» **Source data**
==================================================
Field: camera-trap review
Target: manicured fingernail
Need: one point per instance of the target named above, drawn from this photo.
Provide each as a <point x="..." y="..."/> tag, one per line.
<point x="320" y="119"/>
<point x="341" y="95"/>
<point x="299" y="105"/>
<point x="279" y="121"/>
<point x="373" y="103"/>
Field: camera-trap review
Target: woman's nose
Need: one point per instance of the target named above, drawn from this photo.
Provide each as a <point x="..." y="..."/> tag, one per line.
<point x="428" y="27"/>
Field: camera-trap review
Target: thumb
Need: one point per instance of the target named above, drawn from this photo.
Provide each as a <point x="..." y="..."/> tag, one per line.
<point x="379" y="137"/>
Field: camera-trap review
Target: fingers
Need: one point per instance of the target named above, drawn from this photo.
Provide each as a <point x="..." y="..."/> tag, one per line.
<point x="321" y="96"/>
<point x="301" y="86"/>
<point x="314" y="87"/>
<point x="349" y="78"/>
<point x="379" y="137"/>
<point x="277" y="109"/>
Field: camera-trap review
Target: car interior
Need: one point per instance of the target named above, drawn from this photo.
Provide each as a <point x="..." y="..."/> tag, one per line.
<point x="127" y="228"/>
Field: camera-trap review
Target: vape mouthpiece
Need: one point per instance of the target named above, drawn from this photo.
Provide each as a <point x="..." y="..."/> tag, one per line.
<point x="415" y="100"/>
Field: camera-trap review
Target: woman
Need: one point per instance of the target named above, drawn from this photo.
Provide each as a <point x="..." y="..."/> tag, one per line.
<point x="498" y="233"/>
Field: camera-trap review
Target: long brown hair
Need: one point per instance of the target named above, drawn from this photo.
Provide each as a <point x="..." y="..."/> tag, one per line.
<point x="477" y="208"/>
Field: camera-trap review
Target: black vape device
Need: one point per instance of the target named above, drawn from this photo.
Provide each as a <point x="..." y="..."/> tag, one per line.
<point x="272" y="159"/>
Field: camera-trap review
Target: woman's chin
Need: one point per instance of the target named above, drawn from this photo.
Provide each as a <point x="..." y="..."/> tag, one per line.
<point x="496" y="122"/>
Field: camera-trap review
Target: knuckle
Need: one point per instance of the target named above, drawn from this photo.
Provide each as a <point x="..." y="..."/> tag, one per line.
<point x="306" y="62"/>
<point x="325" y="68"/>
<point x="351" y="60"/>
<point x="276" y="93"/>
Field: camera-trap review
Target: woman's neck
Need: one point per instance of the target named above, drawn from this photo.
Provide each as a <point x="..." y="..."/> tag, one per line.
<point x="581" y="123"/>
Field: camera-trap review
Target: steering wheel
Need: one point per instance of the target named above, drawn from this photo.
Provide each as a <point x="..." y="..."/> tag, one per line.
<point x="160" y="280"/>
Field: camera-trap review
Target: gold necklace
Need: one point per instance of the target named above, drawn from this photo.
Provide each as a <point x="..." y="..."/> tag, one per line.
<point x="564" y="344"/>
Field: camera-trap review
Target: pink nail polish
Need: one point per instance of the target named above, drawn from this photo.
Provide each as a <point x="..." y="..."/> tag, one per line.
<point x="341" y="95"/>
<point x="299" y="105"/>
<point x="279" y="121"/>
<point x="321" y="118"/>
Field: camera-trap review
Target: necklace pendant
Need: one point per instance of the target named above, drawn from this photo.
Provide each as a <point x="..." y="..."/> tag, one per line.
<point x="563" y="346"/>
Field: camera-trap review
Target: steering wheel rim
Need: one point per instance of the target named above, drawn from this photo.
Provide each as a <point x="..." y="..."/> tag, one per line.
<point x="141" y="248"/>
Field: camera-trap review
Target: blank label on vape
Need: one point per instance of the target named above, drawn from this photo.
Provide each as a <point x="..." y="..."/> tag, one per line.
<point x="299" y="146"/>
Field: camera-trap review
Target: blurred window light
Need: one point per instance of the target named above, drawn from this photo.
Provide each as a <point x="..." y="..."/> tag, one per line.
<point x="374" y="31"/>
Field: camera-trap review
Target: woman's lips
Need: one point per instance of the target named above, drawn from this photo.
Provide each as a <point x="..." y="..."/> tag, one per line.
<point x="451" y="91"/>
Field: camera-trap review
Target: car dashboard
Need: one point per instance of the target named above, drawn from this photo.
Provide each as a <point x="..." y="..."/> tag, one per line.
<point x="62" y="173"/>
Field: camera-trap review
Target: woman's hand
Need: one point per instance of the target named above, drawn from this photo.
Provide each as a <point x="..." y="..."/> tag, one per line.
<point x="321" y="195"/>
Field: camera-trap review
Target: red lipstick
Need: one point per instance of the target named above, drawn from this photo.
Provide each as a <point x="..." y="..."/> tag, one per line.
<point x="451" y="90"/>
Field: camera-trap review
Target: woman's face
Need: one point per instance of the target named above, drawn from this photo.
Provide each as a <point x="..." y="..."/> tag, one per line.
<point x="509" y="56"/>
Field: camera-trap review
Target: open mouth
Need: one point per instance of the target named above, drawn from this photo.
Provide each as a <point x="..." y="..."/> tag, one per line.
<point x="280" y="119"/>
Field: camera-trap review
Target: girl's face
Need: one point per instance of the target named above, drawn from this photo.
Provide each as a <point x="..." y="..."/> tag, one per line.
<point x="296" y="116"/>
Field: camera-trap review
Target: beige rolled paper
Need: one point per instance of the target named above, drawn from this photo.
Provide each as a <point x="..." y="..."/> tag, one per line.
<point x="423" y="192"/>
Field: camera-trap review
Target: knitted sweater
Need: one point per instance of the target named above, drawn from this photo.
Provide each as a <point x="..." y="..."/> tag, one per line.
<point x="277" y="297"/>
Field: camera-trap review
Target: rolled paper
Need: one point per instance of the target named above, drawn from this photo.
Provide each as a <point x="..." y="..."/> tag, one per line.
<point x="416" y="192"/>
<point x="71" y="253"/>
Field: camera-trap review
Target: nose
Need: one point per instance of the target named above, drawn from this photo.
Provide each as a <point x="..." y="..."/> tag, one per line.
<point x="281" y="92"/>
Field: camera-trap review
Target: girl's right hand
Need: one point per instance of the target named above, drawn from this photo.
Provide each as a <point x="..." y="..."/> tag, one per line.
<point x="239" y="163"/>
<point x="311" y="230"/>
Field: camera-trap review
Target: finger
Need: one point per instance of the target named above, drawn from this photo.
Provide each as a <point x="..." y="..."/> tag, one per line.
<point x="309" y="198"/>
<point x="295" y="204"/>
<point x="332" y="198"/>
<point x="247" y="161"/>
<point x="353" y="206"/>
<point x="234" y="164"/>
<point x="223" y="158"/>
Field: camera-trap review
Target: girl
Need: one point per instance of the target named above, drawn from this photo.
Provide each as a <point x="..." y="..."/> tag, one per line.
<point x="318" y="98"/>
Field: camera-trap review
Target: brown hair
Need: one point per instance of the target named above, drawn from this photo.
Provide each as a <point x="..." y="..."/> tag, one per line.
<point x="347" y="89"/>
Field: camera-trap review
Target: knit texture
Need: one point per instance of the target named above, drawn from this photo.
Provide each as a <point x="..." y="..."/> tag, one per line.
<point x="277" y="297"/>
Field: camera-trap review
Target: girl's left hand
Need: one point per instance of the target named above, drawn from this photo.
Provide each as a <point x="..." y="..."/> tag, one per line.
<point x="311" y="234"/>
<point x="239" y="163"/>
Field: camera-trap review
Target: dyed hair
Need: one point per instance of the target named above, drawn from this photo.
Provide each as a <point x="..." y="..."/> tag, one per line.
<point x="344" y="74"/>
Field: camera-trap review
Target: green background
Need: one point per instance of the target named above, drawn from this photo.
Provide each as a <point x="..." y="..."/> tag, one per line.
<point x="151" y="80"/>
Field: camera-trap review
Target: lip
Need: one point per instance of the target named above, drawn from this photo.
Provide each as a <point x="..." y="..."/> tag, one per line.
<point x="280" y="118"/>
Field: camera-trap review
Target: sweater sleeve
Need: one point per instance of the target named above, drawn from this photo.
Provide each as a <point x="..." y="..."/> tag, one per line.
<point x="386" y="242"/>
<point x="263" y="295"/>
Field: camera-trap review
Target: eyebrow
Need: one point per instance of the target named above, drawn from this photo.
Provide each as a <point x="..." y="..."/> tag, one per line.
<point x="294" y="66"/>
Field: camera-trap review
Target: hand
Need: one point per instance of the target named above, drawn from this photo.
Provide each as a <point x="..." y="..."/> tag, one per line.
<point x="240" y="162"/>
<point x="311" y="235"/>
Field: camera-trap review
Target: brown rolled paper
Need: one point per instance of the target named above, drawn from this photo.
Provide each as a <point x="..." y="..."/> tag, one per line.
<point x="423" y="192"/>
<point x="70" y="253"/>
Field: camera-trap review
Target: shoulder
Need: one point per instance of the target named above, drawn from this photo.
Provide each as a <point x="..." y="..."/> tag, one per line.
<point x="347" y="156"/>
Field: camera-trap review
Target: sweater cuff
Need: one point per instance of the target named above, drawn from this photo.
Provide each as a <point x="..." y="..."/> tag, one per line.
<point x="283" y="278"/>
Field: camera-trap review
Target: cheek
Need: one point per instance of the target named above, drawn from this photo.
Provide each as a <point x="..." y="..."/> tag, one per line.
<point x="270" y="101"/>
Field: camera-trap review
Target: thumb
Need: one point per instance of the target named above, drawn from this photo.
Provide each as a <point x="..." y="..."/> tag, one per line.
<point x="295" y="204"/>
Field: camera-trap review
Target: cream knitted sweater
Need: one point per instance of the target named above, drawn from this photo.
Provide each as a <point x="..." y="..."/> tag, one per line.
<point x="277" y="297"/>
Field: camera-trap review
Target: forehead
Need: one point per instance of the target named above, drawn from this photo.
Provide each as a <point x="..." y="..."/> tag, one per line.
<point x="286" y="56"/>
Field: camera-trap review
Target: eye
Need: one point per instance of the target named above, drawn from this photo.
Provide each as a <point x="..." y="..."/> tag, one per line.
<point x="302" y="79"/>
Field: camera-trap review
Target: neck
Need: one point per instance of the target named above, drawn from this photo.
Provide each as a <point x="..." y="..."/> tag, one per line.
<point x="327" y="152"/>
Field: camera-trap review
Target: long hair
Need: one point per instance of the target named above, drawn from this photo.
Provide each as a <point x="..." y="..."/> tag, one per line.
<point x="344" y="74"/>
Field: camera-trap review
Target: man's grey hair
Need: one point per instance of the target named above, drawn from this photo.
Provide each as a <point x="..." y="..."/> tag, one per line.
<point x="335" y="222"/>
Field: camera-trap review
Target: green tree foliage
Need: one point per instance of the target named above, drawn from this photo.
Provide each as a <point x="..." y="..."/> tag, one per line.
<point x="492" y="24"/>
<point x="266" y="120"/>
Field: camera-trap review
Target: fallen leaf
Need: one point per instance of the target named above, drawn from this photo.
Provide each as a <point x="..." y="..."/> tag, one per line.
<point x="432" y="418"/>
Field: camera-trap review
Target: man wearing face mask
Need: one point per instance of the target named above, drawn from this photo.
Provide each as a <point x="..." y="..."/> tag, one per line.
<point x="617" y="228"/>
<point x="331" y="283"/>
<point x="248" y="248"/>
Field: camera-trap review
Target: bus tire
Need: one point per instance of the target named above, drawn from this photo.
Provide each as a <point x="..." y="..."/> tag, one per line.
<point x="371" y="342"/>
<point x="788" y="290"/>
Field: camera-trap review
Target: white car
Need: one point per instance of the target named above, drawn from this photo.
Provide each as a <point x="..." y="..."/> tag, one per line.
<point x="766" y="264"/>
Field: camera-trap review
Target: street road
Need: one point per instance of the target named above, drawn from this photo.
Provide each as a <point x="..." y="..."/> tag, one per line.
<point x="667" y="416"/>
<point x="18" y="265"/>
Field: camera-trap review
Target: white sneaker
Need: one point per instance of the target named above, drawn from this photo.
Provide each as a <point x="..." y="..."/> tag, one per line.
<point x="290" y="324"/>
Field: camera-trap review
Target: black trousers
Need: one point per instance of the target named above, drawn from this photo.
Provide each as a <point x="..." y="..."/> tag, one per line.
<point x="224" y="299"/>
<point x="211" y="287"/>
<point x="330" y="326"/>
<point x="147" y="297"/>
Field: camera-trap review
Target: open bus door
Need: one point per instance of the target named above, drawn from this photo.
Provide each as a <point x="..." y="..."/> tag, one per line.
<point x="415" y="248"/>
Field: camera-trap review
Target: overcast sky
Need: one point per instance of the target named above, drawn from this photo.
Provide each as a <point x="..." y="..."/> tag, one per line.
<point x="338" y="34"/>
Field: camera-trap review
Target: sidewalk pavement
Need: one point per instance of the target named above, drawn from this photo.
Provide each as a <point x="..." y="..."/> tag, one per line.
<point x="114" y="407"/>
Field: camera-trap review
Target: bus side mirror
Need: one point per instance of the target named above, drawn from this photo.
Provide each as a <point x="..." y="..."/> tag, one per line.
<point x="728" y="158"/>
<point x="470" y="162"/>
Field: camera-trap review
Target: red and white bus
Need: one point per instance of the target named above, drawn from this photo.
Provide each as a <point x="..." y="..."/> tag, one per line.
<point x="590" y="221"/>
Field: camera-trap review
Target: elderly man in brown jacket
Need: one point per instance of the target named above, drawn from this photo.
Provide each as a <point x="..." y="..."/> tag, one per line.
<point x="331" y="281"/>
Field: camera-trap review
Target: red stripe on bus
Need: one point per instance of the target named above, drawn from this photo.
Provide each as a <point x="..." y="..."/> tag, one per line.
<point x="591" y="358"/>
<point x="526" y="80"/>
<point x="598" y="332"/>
==================================================
» **What is required**
In the records above, find each line that holds the word "paper"; copy all such lines.

» **Expected answer**
Target: beige rolled paper
Target: rolled paper
Target: brown rolled paper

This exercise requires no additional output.